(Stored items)
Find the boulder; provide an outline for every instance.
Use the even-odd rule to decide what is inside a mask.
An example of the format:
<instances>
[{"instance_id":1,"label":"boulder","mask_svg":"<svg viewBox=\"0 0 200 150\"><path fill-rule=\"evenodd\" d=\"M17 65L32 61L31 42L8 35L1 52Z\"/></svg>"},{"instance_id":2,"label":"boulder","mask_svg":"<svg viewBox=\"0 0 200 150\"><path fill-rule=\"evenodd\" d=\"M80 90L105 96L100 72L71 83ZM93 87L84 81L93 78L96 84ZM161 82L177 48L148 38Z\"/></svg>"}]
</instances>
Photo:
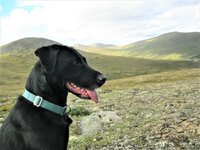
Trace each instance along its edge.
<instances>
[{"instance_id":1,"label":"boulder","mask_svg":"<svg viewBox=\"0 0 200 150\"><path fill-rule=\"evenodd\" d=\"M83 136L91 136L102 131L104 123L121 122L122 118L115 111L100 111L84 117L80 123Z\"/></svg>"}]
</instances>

--

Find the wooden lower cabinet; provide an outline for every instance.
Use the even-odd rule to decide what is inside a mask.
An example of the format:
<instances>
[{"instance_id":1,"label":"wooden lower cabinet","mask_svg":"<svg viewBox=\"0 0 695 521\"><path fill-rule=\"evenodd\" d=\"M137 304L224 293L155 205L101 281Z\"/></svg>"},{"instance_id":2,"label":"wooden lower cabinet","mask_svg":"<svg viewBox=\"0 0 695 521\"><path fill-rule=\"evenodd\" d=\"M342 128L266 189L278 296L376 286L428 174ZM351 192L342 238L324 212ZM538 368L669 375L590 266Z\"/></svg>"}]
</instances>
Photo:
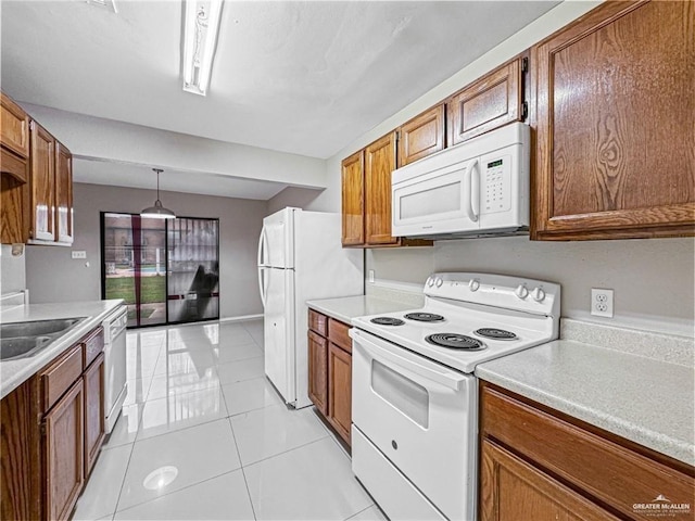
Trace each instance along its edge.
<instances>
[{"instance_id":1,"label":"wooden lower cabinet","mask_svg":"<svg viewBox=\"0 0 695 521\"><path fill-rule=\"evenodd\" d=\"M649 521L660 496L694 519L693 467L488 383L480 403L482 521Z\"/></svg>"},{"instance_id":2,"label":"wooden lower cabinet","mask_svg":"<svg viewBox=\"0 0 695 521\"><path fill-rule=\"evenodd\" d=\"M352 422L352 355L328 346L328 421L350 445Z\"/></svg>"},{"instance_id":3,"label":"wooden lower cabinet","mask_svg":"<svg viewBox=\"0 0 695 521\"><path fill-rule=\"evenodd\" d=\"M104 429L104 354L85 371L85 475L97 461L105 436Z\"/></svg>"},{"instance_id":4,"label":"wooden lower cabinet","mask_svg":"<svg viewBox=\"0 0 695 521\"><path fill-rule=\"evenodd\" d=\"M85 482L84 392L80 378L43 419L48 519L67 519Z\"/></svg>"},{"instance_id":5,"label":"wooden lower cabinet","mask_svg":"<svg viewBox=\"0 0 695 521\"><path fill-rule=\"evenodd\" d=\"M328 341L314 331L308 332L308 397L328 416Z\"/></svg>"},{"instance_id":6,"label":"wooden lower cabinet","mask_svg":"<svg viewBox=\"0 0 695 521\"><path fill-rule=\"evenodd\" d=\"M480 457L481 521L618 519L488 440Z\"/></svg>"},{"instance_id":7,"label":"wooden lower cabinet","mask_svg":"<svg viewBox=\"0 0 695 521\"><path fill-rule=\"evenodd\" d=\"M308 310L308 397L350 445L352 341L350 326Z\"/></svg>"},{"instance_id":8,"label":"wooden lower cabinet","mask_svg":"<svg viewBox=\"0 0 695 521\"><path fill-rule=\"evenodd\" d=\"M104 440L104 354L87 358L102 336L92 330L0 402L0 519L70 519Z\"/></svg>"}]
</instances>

...

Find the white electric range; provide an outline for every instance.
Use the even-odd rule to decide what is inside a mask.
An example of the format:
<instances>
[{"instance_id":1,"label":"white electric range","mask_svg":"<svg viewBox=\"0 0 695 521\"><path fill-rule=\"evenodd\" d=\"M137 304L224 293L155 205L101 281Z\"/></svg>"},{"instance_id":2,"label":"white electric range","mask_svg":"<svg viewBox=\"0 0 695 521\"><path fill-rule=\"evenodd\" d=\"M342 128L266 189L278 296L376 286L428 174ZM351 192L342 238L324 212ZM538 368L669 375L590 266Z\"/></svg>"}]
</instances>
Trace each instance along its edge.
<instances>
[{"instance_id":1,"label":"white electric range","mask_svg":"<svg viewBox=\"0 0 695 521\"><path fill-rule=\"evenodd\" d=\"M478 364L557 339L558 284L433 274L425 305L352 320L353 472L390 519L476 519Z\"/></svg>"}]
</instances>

- Challenge:
Pull out every line of the records that contains the string "range". Case counts.

- Complete response:
Find the white electric range; provide an outline for every instance.
[{"instance_id":1,"label":"white electric range","mask_svg":"<svg viewBox=\"0 0 695 521\"><path fill-rule=\"evenodd\" d=\"M137 304L224 293L155 205L101 281Z\"/></svg>"},{"instance_id":2,"label":"white electric range","mask_svg":"<svg viewBox=\"0 0 695 521\"><path fill-rule=\"evenodd\" d=\"M342 128L266 189L278 296L376 286L428 174ZM351 192L342 238L324 212ZM538 368L669 375L590 266Z\"/></svg>"}]
[{"instance_id":1,"label":"white electric range","mask_svg":"<svg viewBox=\"0 0 695 521\"><path fill-rule=\"evenodd\" d=\"M478 364L557 339L558 284L433 274L425 305L352 320L353 472L390 519L476 519Z\"/></svg>"}]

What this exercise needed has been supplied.